**What is being asked**: Report how many lines of the listing below contain the string "frame". Case matters, and the reply should be the number alone.

--- START Records to process ---

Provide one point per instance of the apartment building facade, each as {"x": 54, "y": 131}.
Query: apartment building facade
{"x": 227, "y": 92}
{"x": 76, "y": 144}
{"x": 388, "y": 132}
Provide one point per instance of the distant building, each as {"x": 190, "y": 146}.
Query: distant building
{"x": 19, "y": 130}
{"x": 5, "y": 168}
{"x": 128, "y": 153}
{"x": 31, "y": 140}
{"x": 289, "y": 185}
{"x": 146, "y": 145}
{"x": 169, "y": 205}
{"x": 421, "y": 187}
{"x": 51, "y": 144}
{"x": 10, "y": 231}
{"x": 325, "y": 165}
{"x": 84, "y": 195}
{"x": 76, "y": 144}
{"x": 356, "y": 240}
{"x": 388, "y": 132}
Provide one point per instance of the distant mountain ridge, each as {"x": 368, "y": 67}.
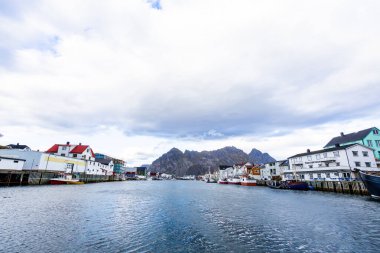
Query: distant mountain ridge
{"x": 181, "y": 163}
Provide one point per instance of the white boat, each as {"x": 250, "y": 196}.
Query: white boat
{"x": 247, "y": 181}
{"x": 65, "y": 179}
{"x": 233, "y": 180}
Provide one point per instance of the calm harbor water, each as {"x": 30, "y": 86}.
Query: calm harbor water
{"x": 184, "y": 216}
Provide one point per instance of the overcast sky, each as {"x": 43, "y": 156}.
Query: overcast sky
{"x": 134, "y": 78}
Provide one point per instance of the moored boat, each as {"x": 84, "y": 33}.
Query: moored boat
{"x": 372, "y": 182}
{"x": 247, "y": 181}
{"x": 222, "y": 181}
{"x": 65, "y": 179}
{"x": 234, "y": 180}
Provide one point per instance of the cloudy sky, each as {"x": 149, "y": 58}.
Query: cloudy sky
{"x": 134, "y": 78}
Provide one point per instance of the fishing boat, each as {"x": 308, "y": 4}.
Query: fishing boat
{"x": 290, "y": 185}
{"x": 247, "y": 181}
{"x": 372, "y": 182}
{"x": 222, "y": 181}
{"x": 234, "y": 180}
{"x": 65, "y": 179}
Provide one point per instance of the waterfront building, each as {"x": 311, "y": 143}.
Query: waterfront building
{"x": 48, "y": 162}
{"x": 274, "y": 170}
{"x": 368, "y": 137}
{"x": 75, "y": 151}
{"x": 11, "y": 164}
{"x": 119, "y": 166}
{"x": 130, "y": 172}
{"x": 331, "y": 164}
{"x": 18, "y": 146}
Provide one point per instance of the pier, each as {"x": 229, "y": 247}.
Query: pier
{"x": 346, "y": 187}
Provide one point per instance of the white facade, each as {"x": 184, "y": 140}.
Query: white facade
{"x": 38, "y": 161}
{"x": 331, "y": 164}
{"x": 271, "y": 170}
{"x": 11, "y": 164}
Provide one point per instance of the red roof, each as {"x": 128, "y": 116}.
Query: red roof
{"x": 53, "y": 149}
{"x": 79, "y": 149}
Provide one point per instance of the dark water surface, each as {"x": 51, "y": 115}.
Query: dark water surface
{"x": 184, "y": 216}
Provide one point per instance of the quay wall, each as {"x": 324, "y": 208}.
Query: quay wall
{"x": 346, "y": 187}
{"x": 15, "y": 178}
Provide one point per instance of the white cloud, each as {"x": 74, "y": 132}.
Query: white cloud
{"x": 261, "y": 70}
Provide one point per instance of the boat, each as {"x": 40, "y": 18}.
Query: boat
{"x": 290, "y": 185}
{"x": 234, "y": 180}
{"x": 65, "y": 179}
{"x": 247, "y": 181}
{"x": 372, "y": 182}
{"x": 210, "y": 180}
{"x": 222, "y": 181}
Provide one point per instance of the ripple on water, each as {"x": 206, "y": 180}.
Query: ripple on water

--- END Records to process ---
--- START Records to process ---

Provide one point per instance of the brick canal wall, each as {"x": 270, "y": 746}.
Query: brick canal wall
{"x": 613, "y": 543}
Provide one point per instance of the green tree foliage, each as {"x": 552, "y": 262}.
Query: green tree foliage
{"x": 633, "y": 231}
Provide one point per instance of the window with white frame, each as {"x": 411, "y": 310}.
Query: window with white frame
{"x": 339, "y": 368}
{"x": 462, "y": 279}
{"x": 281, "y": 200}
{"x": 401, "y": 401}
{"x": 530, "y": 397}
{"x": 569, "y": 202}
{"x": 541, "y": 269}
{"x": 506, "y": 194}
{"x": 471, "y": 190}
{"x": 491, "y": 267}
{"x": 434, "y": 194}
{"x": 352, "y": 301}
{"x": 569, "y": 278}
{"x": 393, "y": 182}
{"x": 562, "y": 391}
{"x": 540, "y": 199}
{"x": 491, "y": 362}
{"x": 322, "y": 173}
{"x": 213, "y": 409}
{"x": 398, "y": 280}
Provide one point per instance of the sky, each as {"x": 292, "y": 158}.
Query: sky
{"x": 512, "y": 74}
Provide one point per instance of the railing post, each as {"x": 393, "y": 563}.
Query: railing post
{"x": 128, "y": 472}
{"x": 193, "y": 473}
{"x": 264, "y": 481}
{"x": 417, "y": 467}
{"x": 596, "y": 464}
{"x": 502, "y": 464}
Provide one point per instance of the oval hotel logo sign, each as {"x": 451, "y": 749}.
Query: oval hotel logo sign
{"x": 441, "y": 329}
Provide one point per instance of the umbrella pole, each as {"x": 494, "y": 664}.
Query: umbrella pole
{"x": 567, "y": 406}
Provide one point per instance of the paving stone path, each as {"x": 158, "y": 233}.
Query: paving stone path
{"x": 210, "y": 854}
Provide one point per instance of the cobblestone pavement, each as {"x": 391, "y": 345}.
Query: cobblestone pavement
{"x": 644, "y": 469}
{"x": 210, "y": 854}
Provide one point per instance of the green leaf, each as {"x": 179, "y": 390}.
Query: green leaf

--- END Records to process ---
--- START Records to process ---

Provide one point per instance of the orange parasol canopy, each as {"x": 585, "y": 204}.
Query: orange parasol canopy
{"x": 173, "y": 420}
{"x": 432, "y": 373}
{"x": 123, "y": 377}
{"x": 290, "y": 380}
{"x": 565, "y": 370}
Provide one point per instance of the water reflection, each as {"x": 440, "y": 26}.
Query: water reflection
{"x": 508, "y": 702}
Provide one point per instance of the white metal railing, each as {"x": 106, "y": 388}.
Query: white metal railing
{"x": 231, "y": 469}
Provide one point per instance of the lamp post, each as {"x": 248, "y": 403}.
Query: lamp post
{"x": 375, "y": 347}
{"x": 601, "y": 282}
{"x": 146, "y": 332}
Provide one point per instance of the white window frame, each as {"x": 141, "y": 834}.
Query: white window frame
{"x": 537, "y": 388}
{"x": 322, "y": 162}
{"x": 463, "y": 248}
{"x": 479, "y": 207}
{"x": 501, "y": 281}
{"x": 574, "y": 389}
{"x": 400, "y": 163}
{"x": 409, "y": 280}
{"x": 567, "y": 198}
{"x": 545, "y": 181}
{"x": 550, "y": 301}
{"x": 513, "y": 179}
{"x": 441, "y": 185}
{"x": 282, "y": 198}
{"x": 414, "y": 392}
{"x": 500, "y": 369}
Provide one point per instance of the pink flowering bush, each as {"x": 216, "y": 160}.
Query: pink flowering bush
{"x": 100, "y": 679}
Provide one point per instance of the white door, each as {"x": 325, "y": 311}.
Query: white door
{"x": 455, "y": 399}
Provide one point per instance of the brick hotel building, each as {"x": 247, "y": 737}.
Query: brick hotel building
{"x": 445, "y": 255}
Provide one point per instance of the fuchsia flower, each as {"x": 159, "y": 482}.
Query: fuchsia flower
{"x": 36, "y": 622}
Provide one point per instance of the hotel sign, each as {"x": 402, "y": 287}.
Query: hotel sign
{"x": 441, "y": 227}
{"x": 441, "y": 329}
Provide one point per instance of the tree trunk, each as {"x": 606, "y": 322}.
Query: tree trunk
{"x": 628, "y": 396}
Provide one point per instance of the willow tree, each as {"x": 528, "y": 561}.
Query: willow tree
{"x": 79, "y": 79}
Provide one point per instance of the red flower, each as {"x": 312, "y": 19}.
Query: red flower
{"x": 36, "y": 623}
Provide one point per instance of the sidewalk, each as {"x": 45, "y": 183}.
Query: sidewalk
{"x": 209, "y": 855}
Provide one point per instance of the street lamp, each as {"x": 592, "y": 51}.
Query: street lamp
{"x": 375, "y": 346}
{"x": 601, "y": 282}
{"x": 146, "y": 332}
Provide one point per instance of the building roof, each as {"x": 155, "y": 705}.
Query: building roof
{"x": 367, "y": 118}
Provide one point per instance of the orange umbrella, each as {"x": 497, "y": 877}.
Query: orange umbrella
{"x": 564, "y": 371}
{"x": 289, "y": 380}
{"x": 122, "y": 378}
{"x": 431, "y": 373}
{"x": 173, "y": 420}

--- END Records to process ---

**Problem solution**: 4